Text to read
######

However, the handbook and practical guide acknowledge that each member state will need to adapt the methodology to meet its country’s needs, in line with data sources available. Owing to the large array of data sources used to compile data for 17 different EGSS activities, the information in this section provides a high-level summary of the main sources of data and demonstrates the basis on which the EGSS accounts are produced.
A summary of all data sources and methods used for each EGSS activity is available in the EGSS Methodology Annex. To aid with understanding of methods used to produce the data this section has been split by economic variable (output, gross value added, employment or exports).
Output and gross value added
The main sources of data used for estimating EGSS output and gross value added (GVA) are national accounts supply and use tables and the Annual Business Survey (ABS).
National accounts supply and use tables allow for estimates of output, GVA and exports by Standard Industrial Classification (SIC) industry and show the supply of goods and services that are either produced in the domestic industry or imported, and where and how goods and services are used in the economy.
The ABS is an annual survey covering the production, construction, distribution and services industries and provides data on output and GVA for approximately two-thirds of the UK economy, please see the ABS Quality and Methodological Information for more detail.
For some parts of the EGSS, supply and use table estimates of output and GVA by SIC can be taken as mapping directly onto an EGSS activity.
For example, for the EGSS activity of water quantity management, the total output and GVA of SIC 2007 Division 36 can be obtained directly from national accounts supply and use tables and used to represent this activity.
However, in other cases where an EGSS activity may make up only a proportion of output or GVA from an industry, available data from the ABS (or other data sources as required), which provide a more detailed level of SIC breakdown than available supply and use tables, can be used to apportion supply and use table estimates into their specific EGSS activity component.
For example, when trying to estimate output and GVA for the EGSS activity of waste, national accounts supply and use tables can provide information on output and gross value added for SIC 2007 Division 38 (waste collection, treatment and disposal activities). However, in order to represent the EGSS activity of waste fairly, SIC 38.3 (material recovery) is not deemed to be an EGSS activity and so needs to be excluded from these data. Such a breakdown is not available with supply and use tables and so the relationship of output and GVA for SIC group 38.3 (which is contained within SIC Division 38) to SIC Division 38 can be taken from available ABS data and be applied to the supply and use table data in order to achieve this1.

######

Information shown

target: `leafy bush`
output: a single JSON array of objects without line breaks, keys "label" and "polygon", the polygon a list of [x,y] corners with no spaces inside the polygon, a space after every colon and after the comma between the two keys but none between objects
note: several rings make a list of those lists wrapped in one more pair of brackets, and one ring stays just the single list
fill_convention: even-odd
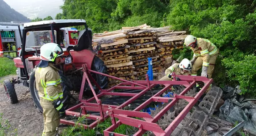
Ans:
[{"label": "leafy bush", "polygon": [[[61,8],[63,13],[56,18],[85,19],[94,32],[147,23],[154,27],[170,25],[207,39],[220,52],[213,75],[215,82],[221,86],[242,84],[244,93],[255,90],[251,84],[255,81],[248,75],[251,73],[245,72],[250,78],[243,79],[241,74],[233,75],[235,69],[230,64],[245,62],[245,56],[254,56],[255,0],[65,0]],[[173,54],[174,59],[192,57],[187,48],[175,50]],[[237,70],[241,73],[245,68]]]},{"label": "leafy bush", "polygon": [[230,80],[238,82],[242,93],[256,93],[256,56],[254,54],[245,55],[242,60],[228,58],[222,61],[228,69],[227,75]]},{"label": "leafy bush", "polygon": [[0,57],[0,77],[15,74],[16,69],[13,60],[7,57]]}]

######

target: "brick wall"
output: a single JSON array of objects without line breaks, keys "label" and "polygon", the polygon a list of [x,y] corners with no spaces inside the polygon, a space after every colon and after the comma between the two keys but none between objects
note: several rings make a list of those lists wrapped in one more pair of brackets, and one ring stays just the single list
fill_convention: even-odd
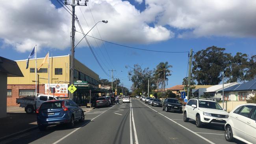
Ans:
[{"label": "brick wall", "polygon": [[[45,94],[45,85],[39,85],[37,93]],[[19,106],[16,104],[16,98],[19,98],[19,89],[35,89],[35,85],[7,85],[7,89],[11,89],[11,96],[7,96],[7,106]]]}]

######

What is asked
A) Decide whether each statement below agrees with the passage on EGSS data sources. For each, answer yes or no and quote the exact words from that passage that settle it.
(i) The Annual Business Survey gives output and GVA data for roughly two-thirds of the UK economy.
(ii) SIC 38.3 (material recovery) is counted within the EGSS activity of waste.
(iii) For water quantity management, output and GVA for SIC 2007 Division 36 are taken directly from national accounts supply and use tables.
B) Carry on with the passage on EGSS data sources, starting right after its final sentence.

The results
A)
(i) Yes: "provides data on output and GVA for approximately two-thirds of the UK economy"
(ii) No: "SIC 38.3 (material recovery) is not deemed to be an EGSS activity and so needs to be excluded from these data"
(iii) Yes: "the total output and GVA of SIC 2007 Division 36 can be obtained directly from national accounts supply and use tables"

B)
Employment (full-time equivalents)
The main source for employment estimates for EGSS is the UK Business Register and Employment Survey (BRES). This survey collects comprehensive employment information from UK businesses.
For compiling data for the EGSS module, exports on both goods and services are required.
The main sources of data for estimating exports are the International Trade in Services (ITIS), HM Revenue and Customs (HMRC) international trade in goods data, and national accounts supply and use tables.
Together, the ITIS and HMRC data can help provide a complete picture of the UK exports of goods and services. As with output and GVA, supply and use tables can be used to provide estimates of exports so when EGSS activity maps directly to available supply and use data SIC breakdowns.
Defining the scope of the EGSS in a sufficiently accurate way for statistical measurement is not straightforward. The issue is where to draw the borderline of the sector and how to do it in a way that is conceptually relevant, statistically sound and aligned in practice to the definitions and classifications used in the data sources available for the compilation of the accounts. Because of the variety of data sources used in the production of the EGSS accounts, it is not possible to produce statistical measures of accuracy, such as variances and confidence intervals.
Currently, the accounts aim to capture the most prominent areas of EGSS, but it is unlikely that all relevant EGSS activity is being captured. Over time we hope to identify more industries that also have relevant activity and include these in the accounts. In addition, the majority of data sources used to calculate estimates were not specifically intended to capture EGSS and therefore have been adapted from the initial purpose in which the data were collected.
Some of the EGSS activities are likely scattered over many different SIC categories. Therefore, whilst a range of data sources has been used to compile the estimates, these have varying degrees of reliability and quality. The quality of the statistics for the more traditional environmental activities such as waste management and recycling is of higher quality when compared with more innovative activities such as energy saving and sustainable energy systems, as the former can be captured within national accounts supply and use table data.
For example, for five of the EGSS activities: energy saving and sustainable energy systems, environmental consultancy and engineering services, environmental-related construction activities, environmental inspection and control, and production of industrial environmental equipment, estimates are currently derived from a two-part question added to the Annual Business Survey in 2013 (see Annex 1). Therefore, estimates for output, gross value added and employment for the years 2010 to 2012 have therefore been modelled based on the available survey data.
In addition, due to the small sample sizes involved and the subjectivity necessary when businesses interpret these questions on the ABS there is a degree of volatility in the results. Therefore estimates for these specific EGSS activities should be treated with caution.
There are some known discontinuities in some of the data sources used to compile EGSS estimates. For example, the EGSS activity in-house environmental activities uses the Environmental Protection Expenditure Survey. Due to the change of commissioning of this survey from the Department for Environment, Food and Rural Affairs (Defra) to the Office for National Statistics (ONS) no data were collected in 2014 and the migration to the ONS also resulted in a break in the time series for this activity.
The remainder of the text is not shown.